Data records
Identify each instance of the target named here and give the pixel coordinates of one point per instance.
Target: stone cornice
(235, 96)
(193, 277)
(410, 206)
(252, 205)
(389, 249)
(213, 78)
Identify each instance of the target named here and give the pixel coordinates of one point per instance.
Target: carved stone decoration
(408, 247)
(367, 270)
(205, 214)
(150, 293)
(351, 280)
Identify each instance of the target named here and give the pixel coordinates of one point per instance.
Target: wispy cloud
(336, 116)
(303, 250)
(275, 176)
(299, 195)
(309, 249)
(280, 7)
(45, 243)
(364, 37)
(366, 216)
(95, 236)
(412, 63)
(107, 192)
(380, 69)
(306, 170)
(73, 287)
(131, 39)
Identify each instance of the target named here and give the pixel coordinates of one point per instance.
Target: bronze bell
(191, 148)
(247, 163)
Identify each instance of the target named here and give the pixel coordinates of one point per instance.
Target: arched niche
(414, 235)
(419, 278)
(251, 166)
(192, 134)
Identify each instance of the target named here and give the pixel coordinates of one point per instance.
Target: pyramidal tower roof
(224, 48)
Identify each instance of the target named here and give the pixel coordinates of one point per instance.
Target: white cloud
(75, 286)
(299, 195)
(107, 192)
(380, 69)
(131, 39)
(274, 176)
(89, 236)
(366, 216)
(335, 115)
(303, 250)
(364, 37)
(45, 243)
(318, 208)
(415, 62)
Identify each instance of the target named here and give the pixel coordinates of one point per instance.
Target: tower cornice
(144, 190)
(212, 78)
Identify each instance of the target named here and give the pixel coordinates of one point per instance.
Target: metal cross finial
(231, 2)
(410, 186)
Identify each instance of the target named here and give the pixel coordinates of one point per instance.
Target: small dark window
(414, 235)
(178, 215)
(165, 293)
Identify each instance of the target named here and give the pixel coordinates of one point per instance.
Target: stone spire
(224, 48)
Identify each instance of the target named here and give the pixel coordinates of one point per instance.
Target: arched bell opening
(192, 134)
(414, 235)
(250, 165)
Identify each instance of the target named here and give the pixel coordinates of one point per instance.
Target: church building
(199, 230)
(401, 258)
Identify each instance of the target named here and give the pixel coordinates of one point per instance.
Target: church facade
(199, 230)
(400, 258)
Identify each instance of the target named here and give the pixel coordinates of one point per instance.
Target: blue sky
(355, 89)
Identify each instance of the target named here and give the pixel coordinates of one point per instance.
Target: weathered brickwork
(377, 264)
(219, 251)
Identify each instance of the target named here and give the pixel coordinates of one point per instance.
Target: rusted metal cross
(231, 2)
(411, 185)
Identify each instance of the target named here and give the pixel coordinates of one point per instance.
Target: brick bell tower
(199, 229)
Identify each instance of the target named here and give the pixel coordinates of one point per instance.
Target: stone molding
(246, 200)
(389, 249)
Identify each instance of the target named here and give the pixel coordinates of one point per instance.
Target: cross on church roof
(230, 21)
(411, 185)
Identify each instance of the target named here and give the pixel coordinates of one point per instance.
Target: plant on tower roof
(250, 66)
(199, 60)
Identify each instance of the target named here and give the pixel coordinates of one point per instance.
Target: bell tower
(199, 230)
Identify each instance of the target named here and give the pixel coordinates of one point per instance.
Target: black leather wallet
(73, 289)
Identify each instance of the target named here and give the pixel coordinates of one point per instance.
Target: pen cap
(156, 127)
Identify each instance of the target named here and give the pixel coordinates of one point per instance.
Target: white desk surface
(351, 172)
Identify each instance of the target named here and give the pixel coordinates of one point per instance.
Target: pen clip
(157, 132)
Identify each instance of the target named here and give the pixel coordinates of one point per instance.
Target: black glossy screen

Work request
All the entries above must be repeated exactly as they were given.

Answer to this exercise
Identify each instance of the target named here and give the pixel coordinates of one point per instance.
Target: stone cornice
(235, 96)
(193, 277)
(410, 206)
(252, 205)
(389, 249)
(213, 78)
Identify each instance of the target named here and give the pixel coordinates of one point per instance.
Target: carved stone decoration
(408, 247)
(367, 270)
(205, 214)
(150, 293)
(351, 280)
Identify each instance of the target named here and give the pixel coordinates of one point per instance.
Target: wispy cloud
(336, 116)
(303, 250)
(275, 176)
(299, 195)
(309, 249)
(280, 7)
(45, 243)
(364, 37)
(366, 216)
(95, 236)
(412, 63)
(107, 192)
(380, 69)
(306, 170)
(73, 287)
(131, 39)
Identify each instance of the target named here and give the pixel coordinates of one point per instance.
Target: bronze bell
(191, 148)
(247, 163)
Identify each instance of the target named here and give the pixel coordinates of one point per instance.
Target: arched niche
(414, 235)
(419, 278)
(251, 166)
(192, 134)
Identify each instance of the target named here and give the pixel coordinates of one point per instance.
Target: pyramidal tower roof
(224, 48)
Identify each instance of the target named here and give the pixel coordinates of one point per instance.
Target: white cloud
(75, 286)
(299, 195)
(107, 192)
(380, 69)
(131, 39)
(274, 176)
(89, 236)
(366, 216)
(335, 115)
(303, 250)
(364, 37)
(45, 243)
(318, 208)
(415, 62)
Identify each instance of the target named here and give the pixel coordinates of one point per instance.
Target: tower cornice
(144, 190)
(212, 78)
Identify each instance of the target named here and give the pixel coordinates of one point per instance.
Target: metal cross finial
(231, 2)
(410, 186)
Identify each instance of the target named here and give the pixel coordinates of one point per instance.
Target: small dark window
(414, 235)
(178, 215)
(165, 293)
Identify each instance of the target named here and give the pixel coordinates of one point per instance.
Target: stone spire
(224, 48)
Identify each instance of the target named here and give the pixel coordinates of one point per instance.
Target: arched bell opening
(192, 134)
(414, 235)
(250, 165)
Identify each instance of the target named here and give the pixel coordinates of one point per instance.
Target: church building
(199, 230)
(401, 258)
Identify each instance of the target named here and give the pixel coordinates of one point per instance.
Target: church facade
(199, 230)
(400, 258)
Identify each instance of the target named here and give the pixel coordinates of one point per instance.
Target: blue sky
(355, 89)
Identify each instance of the target named here and give the pixel coordinates of one point per instance.
Target: weathered brickwork
(377, 264)
(219, 251)
Identify each instance of the target named here and give the pixel coordinates of one point per instance.
Target: rusted metal cross
(231, 2)
(411, 185)
Identify each instance of the target named here and give the pixel coordinates of one point per instance.
Target: brick bell tower
(199, 229)
Identify each instance of the target named here and give the pixel coordinates of one point per instance.
Target: stone molding
(246, 200)
(389, 249)
Identify each instance of the target named here and give the pixel coordinates of one point per instance.
Target: cross on church roof
(230, 21)
(411, 185)
Identify each instance of the target named here and give the pixel coordinates of one point per instance.
Target: plant on tower roof
(250, 66)
(199, 60)
Identify each instance of the target named here and give the pixel coordinates of one point per instance.
Target: bell tower
(199, 230)
Identify each instance of the target named here and give the pixel coordinates of one point per instance.
Target: black leather wallet
(73, 289)
Identify each instance of the target named here and give the pixel coordinates of one point per instance.
Target: pen cap
(156, 127)
Identify each instance of the target named here and give the pixel coordinates of one point per instance.
Target: white desk surface
(351, 172)
Identify each instance of the target named here and give the pixel coordinates of one point per instance.
Target: pen clip
(157, 132)
Identify each instance of the target named here and give the pixel coordinates of one point per instance.
Target: black glossy screen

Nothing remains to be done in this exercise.